## Task prompt
Copy the following entries without any changes.

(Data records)
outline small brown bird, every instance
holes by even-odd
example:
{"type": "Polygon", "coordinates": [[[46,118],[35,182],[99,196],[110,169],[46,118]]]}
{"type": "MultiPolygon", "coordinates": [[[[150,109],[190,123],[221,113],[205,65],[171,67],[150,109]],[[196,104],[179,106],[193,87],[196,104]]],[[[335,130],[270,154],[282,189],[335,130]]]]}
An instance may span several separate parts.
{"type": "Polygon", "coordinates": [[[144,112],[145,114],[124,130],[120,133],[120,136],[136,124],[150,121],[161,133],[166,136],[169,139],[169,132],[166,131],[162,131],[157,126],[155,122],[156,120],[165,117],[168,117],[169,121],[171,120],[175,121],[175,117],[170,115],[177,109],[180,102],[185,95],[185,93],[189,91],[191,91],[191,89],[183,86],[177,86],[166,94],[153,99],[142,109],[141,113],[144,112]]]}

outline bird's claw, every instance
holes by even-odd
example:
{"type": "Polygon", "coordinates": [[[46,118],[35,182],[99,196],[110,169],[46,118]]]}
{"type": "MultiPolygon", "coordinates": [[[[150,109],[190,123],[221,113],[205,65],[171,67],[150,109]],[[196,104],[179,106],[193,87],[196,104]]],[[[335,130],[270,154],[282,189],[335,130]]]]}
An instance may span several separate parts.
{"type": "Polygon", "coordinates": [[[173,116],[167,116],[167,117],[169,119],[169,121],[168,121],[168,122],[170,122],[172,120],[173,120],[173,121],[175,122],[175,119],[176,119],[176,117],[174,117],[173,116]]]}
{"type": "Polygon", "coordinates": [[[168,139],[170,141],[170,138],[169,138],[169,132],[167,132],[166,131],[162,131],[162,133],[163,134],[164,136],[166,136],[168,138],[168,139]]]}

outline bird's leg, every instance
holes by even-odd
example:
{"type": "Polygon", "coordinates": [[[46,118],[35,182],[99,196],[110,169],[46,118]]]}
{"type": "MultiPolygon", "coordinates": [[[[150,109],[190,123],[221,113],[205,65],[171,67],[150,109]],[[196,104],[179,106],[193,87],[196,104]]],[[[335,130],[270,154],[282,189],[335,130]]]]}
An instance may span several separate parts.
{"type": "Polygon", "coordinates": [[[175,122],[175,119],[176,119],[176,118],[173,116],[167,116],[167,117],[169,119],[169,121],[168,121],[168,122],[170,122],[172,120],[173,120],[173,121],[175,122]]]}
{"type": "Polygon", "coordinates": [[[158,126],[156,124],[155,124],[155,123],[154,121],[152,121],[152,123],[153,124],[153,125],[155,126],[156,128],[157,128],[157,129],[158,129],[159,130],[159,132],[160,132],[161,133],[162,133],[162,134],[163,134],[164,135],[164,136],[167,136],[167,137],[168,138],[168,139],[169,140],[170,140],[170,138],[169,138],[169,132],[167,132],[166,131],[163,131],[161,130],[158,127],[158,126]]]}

## Worked answer
outline small brown bird, every instance
holes by even-odd
example:
{"type": "Polygon", "coordinates": [[[46,118],[35,182],[99,196],[110,169],[46,118]]]}
{"type": "MultiPolygon", "coordinates": [[[[150,109],[190,123],[221,113],[205,65],[171,67],[150,109]],[[196,104],[179,106],[193,87],[196,104]]],[[[335,130],[270,154],[282,189],[335,130]]]]}
An instance may span several separate parts.
{"type": "Polygon", "coordinates": [[[144,112],[145,114],[124,130],[120,133],[120,136],[136,124],[150,121],[161,133],[166,136],[169,139],[169,132],[166,131],[162,131],[157,126],[155,122],[156,120],[165,117],[168,117],[169,121],[171,120],[175,121],[175,117],[170,115],[177,109],[180,102],[185,95],[185,93],[189,91],[191,91],[191,89],[183,86],[177,86],[166,94],[153,99],[142,109],[141,113],[144,112]]]}

outline bird's claw, every instance
holes by even-odd
example:
{"type": "Polygon", "coordinates": [[[46,118],[35,182],[99,196],[110,169],[46,118]]]}
{"type": "MultiPolygon", "coordinates": [[[[150,109],[190,123],[221,113],[205,65],[171,67],[150,109]],[[196,104],[179,106],[193,87],[196,104]]],[[[335,130],[270,154],[282,189],[335,130]]]]}
An instance may span several separate parts.
{"type": "Polygon", "coordinates": [[[173,116],[167,116],[167,117],[169,119],[169,121],[168,121],[168,122],[170,122],[172,120],[173,120],[173,121],[175,122],[175,119],[176,119],[176,117],[174,117],[173,116]]]}
{"type": "Polygon", "coordinates": [[[168,139],[170,141],[170,138],[169,138],[169,132],[167,132],[166,131],[162,131],[162,133],[163,134],[164,136],[166,136],[168,138],[168,139]]]}

outline bird's leg, every instance
holes by even-odd
example:
{"type": "Polygon", "coordinates": [[[46,118],[35,182],[99,196],[110,169],[46,118]]]}
{"type": "MultiPolygon", "coordinates": [[[[150,109],[190,123],[221,113],[205,65],[171,67],[150,109]],[[196,104],[179,106],[193,87],[196,104]]],[[[335,130],[270,154],[282,189],[335,130]]]]}
An instance may span several separate parts.
{"type": "Polygon", "coordinates": [[[175,122],[175,119],[176,119],[176,118],[173,116],[167,116],[167,117],[169,119],[169,121],[168,121],[168,122],[170,122],[172,120],[173,120],[173,121],[175,122]]]}
{"type": "Polygon", "coordinates": [[[158,126],[156,124],[155,124],[155,123],[154,121],[152,121],[152,123],[153,124],[153,125],[155,126],[156,128],[157,128],[157,129],[158,129],[159,130],[159,132],[160,132],[161,133],[162,133],[162,134],[163,134],[164,135],[164,136],[167,136],[167,137],[168,138],[168,139],[169,140],[170,140],[170,138],[169,138],[169,132],[167,132],[166,131],[163,131],[161,130],[158,127],[158,126]]]}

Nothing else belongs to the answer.